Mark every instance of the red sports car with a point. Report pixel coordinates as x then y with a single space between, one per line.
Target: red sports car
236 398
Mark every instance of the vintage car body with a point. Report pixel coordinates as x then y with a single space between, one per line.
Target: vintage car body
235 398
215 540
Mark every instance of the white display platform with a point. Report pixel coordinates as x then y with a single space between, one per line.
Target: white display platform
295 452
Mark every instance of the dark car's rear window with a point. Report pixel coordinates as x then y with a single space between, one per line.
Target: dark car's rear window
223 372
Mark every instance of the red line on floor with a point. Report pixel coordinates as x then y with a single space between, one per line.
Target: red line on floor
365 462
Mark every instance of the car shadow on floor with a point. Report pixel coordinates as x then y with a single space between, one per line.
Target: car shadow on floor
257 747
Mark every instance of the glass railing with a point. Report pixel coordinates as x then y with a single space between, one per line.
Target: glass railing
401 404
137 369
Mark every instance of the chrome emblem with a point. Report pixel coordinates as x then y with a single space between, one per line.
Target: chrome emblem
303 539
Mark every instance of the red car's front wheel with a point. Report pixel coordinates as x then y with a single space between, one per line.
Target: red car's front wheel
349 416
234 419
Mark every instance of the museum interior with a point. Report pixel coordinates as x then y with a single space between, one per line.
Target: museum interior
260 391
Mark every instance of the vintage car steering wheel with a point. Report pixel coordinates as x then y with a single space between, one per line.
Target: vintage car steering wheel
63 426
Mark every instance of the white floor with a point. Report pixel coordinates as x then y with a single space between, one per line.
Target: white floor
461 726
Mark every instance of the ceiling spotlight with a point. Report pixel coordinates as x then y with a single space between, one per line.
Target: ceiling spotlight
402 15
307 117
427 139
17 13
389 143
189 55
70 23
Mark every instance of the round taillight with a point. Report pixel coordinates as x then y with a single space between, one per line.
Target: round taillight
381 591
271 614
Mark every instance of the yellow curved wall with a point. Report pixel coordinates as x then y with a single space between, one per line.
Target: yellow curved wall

*STATED TASK*.
Rescale the stretch from the line containing "Mark every instance of the round" through the end of the data, both ends included, and give every line of it again, requests too. Multiply each pixel coordinate in the answers by 0.55 and round to whole numbers, with halves going up.

*WRITTEN SOLUTION*.
Mark every instance of the round taillight with a point. Report pixel coordinates as x then y with a single space between, one per line.
Target: round taillight
210 325
149 338
Mark every instance of the yellow curved wall with a point. Report pixel coordinates as x then y with a single space between, one per line.
Target: yellow curved wall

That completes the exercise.